▸ **Work order**
Using the article on employment policy in Senegal, answer these questions:
1. Who funded the project under which the labor market analysis was carried out?
2. With how many Regional Development Agencies did the Ministry sign agreements in Dakar on 12 February 2026?
3. How many young graduates and women are to be placed in local enterprises over the next three years?

▸ **Excerpted text**
┄┄┄┄┄┄┄┄┄┄┄┄┄┄┄┄┄┄┄┄
On 2nd and 3rd February 2026, the Ministry of Employment and Technical and Vocational Training and the National Agency of Statistics and Demography of Senegal presented a diagnostic analysis of the labour market. The study was carried out under the project “Boosting the creation of decent jobs by improving the placement system for young women and men and the formalization of enterprises in Senegal,” coordinated by the International Labour Organization (ILO) and funded by Italian Cooperation through the Italian Agency for Development Cooperation (AICS).
The document provides updated data and an analysis of companies’ skills needs, while also offering an overview of the main territorial and sectoral challenges, together with concrete recommendations for more targeted and inclusive employment policies. The study represents a key step toward the validation of the new National Employment Policy and the strengthening of the sectoral strategic framework, within which Italian Cooperation supports the competent Ministry.
A further step forward in the territorialization of employment policies was taken on 12 February 2026, when agreements were signed in Dakar between the Ministry and the 14 Regional Development Agencies (ARDs), within the framework of the Project supporting the territorialization of employment placement policies. This step makes the Territorial First Employment Mechanism operational across the entire national territory—an innovation introduced by Italian Cooperation in 2020 and now recognized by the Ministry as an established good practice.
The collaboration between Italian Cooperation, the Ministry of Employment and Technical and Vocational Training of Senegal, the International Labour Organization, and the International Training Centre of the ILO in Turin—key partners in the ongoing initiatives—will enable, over the next three years, the placement of 10,000 young graduates and women in an equal number of local enterprises. The concept of first employment thus becomes a strategic lever for aligning young people’s skills with the needs of priority economic sectors within the Territorial Hubs.
┄┄┄┄┄┄┄┄┄┄┄┄┄┄┄┄┄┄┄┄
▸ **Record excerpts**
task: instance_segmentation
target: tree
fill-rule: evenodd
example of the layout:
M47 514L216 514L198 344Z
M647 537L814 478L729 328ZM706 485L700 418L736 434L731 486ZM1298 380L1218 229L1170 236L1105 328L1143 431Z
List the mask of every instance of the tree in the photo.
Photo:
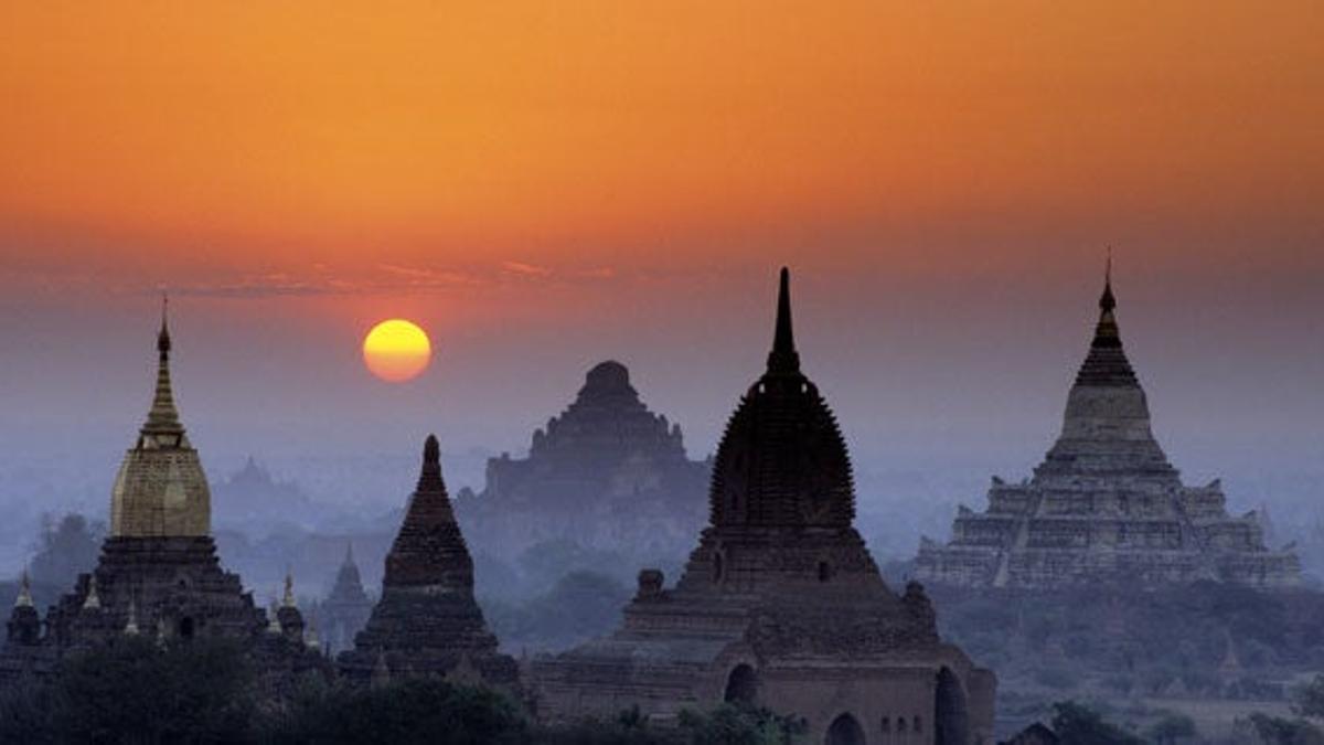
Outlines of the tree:
M1053 730L1071 745L1144 745L1135 734L1104 721L1103 715L1075 701L1053 704Z
M105 525L90 522L78 513L69 513L56 521L50 514L41 517L37 553L32 557L32 582L52 587L71 587L78 574L91 571L101 553Z
M1250 715L1250 724L1266 745L1324 745L1324 733L1303 718L1288 720L1255 712Z
M682 711L681 730L694 745L789 745L804 734L805 725L768 709L722 704L704 713Z
M256 677L232 642L151 640L70 654L40 685L12 687L0 709L4 742L241 742Z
┄┄┄┄┄┄┄┄┄┄┄┄┄┄┄┄┄┄┄┄
▸ **Exercise result**
1. Italian Cooperation, through the Italian Agency for Development Cooperation (AICS).
2. 14.
3. 10,000.